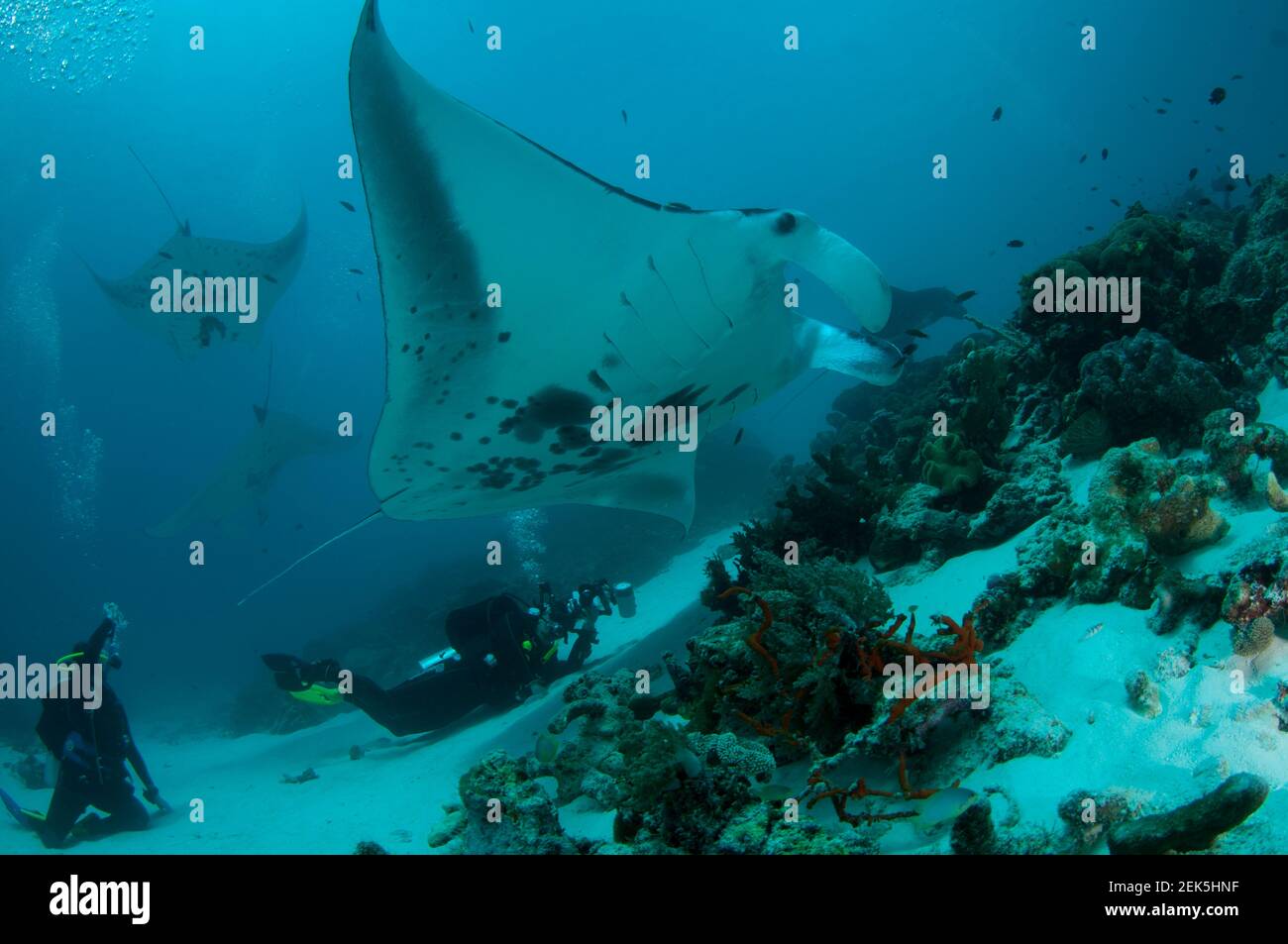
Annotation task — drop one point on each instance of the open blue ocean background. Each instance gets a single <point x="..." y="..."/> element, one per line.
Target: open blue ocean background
<point x="240" y="133"/>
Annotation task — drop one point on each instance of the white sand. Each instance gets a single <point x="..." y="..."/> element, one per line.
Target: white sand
<point x="394" y="794"/>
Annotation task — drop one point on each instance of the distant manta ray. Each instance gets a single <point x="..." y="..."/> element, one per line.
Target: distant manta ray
<point x="603" y="295"/>
<point x="188" y="333"/>
<point x="241" y="483"/>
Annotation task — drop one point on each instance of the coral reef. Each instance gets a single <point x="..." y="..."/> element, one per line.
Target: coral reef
<point x="1197" y="824"/>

# # # # # # #

> _The task_
Return all material verbatim, pictures omitted.

> _Exercise response_
Annotation task — drop one point on each instance of the open blue ocean background. Each instance gets a single <point x="..." y="..."/> element, one per line.
Target: open blue ocean background
<point x="240" y="133"/>
Annotation task — drop one point on each instance of the white sand. Each instance gets a single <point x="..." y="..."/> element, one per line.
Target: white sand
<point x="394" y="794"/>
Annotation task — drop one point on each instance of the distant manta ray. Each instance gets a single <point x="..." y="..."/> element, one per line.
Target: distant manta ray
<point x="603" y="295"/>
<point x="188" y="333"/>
<point x="241" y="483"/>
Annotation task — drop one point on each instance of the coral reef. Each instance gets a single <point x="..." y="..."/> element, one per line.
Target: coral reef
<point x="1197" y="824"/>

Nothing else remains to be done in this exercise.